> **Directions**:
Copy out the part of the items that opens with the line containing "find the tall window" and closes with the end of the items, both ends included, keeping every line. Multiply each point coordinate in the answers by 2.4, round it to a whole number with halves going up, and leave all other lines unchanged.

— start Given information —

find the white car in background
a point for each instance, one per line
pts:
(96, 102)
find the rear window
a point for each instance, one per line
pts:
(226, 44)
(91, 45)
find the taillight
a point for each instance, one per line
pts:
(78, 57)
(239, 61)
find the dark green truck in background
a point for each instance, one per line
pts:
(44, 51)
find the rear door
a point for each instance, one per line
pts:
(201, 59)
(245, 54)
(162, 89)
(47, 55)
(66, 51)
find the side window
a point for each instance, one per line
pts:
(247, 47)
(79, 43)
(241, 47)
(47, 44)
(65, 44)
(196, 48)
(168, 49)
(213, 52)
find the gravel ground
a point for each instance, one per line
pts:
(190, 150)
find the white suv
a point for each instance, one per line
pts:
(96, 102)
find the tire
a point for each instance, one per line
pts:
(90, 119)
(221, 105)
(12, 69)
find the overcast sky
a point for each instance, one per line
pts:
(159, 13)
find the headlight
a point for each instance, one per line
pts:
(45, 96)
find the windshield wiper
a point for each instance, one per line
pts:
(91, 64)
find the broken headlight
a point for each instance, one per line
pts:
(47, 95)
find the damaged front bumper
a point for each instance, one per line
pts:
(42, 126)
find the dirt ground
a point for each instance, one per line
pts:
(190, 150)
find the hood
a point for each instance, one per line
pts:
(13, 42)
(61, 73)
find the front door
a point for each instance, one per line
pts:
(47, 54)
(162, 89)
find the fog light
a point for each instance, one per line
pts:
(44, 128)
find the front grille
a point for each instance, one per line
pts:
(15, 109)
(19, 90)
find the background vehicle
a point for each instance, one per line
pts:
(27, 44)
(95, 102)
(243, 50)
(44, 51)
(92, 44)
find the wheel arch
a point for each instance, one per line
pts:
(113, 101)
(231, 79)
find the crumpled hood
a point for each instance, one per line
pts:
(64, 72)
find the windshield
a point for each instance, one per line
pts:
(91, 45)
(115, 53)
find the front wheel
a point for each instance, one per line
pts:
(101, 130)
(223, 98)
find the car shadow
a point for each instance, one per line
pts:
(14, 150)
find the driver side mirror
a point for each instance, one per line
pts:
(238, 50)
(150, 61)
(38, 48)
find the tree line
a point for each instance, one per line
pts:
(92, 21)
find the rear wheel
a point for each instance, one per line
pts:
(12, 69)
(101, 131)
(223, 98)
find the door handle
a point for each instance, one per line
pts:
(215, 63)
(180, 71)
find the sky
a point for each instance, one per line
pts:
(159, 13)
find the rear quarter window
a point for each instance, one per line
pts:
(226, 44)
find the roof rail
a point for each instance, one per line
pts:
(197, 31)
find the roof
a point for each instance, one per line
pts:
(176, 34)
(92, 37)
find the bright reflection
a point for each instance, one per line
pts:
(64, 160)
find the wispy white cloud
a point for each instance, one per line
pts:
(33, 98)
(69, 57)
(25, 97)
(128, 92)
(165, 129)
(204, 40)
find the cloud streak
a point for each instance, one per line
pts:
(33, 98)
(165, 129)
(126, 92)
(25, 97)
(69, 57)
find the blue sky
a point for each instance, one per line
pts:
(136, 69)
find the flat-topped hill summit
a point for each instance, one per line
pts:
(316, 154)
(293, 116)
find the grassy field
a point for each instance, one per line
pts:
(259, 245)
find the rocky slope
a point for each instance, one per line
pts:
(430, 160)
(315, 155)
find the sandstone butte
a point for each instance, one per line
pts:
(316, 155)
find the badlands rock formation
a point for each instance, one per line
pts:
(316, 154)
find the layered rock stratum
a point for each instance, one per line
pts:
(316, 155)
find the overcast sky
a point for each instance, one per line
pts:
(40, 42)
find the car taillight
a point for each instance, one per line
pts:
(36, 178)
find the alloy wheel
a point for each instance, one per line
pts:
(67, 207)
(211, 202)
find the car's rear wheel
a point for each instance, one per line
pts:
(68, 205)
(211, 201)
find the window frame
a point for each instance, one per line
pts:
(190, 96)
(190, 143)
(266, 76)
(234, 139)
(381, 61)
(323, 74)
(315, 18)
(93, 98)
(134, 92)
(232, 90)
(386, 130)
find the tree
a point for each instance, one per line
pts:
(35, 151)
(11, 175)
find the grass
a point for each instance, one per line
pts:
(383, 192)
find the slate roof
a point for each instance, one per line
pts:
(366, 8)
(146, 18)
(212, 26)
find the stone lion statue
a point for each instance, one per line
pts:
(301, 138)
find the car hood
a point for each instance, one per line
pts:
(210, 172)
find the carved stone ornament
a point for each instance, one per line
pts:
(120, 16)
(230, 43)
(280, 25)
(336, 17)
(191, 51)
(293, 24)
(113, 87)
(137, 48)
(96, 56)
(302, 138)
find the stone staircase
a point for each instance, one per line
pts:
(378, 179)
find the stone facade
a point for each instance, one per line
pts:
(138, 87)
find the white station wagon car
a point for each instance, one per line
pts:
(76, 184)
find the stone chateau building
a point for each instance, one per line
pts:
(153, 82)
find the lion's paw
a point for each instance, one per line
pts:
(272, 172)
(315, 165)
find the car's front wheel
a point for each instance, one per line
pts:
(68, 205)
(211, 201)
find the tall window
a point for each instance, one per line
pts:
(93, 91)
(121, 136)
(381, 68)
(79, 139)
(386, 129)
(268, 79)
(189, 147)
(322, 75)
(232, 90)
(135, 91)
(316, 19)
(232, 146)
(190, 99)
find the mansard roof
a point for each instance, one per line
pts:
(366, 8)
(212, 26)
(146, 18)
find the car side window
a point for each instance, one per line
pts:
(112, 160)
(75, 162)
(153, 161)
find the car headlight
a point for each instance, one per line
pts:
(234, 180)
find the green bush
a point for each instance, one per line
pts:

— end Given information —

> **Complete response**:
find the tall window
a point for each instance, one per line
pts:
(223, 218)
(290, 326)
(914, 163)
(190, 334)
(926, 310)
(643, 190)
(454, 353)
(773, 180)
(557, 216)
(324, 218)
(758, 46)
(557, 350)
(456, 238)
find the mansard roof
a point for each instance, one per line
pts:
(878, 19)
(509, 62)
(350, 43)
find the car side window
a point for each instance, one per line
pts:
(269, 384)
(180, 389)
(367, 386)
find the car headlight
a point for each instance, one per line
pts:
(562, 432)
find the green bush
a point for each instance, one per line
pts:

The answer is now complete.